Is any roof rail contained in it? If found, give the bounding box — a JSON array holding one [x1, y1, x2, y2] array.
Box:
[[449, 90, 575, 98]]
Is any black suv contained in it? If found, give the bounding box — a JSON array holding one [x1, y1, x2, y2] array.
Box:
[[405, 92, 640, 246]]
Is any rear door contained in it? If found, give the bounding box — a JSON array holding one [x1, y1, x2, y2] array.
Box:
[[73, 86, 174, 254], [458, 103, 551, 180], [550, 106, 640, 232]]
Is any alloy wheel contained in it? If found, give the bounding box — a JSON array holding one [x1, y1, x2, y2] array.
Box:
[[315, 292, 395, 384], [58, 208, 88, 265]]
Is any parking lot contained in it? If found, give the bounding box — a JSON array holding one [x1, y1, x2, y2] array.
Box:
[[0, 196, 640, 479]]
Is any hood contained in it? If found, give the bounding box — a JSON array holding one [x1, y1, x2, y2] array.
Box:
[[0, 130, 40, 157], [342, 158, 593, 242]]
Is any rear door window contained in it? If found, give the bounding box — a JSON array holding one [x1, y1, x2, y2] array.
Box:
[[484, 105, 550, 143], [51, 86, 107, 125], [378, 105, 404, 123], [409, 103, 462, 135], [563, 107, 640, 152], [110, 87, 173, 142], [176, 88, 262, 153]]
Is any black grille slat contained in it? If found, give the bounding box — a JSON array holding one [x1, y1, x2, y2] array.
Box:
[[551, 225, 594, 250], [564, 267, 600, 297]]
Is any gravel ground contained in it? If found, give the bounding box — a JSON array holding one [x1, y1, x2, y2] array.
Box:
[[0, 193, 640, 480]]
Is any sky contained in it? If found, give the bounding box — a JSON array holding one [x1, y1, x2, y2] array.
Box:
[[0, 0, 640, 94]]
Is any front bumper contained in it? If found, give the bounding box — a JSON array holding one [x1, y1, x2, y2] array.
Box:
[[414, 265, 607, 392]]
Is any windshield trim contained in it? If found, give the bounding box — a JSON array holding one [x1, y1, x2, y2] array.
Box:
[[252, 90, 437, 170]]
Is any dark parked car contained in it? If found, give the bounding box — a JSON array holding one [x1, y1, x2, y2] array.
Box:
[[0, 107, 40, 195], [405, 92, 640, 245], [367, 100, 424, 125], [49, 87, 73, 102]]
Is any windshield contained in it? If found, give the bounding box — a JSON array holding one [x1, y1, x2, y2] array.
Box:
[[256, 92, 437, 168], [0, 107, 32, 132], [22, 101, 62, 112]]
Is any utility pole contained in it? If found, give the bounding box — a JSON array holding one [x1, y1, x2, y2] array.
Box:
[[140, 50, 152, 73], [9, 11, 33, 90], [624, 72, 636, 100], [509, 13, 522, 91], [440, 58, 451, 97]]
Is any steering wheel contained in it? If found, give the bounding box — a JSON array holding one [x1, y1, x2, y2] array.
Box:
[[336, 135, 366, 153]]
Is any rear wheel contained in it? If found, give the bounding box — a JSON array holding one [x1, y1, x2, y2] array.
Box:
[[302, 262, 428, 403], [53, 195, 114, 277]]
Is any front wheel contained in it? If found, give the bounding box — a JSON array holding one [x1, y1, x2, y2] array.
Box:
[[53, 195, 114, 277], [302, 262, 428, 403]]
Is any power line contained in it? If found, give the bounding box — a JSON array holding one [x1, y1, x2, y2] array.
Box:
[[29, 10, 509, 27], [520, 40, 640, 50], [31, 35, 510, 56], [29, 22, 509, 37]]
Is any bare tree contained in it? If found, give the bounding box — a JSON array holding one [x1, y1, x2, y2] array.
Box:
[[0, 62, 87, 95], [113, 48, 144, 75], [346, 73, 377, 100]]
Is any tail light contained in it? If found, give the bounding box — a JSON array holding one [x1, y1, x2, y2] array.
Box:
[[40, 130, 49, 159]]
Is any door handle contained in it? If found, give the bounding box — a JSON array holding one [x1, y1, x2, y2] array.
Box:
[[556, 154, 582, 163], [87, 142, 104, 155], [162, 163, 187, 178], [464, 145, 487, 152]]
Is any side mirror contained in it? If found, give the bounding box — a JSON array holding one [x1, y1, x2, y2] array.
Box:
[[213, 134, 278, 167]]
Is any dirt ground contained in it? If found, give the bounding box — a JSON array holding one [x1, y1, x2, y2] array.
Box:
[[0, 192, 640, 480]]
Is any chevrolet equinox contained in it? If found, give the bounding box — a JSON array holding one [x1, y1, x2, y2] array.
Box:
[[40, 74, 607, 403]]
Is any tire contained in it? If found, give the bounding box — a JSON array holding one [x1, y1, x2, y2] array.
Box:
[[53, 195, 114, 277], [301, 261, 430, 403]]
----
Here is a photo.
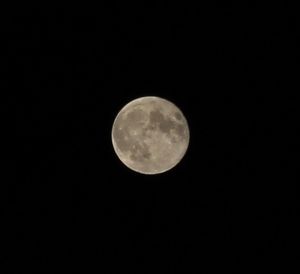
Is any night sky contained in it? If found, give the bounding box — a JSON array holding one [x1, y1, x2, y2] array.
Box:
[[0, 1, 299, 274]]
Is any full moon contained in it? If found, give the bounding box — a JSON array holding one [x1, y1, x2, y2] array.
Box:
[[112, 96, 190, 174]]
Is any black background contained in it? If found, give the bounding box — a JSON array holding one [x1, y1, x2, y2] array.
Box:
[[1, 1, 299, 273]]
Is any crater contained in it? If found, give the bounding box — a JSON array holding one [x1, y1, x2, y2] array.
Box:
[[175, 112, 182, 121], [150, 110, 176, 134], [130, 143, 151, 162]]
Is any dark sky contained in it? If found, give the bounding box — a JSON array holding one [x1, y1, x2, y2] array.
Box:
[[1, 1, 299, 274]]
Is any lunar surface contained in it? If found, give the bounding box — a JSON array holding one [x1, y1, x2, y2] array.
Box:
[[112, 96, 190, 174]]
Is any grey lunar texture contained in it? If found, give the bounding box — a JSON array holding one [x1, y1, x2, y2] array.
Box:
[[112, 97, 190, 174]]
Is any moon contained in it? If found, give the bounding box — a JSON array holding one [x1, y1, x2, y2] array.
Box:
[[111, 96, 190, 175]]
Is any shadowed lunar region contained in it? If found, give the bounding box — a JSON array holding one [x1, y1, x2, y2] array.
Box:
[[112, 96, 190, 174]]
----
REQUIREMENT –
Copy the data above word for word, starting at the line that contains "Is any dark sky" and stopping after the line that contains "[[112, 97, 190, 174]]".

TASK RESPONSE –
Is any dark sky contained in it? If found, give the bounding box — a JSON array holding one [x1, y1, x2, y2] array.
Box:
[[1, 1, 299, 274]]
Is any lunar surface contained in it? If found, give the bounding box — a JSON array holding one [x1, y1, x2, y2] array.
Box:
[[112, 96, 190, 174]]
Is any grey lunar texture contained in it? If found, give the bounding box — a JSON array holding one [x1, y1, x2, y2] array.
Box:
[[112, 97, 190, 174]]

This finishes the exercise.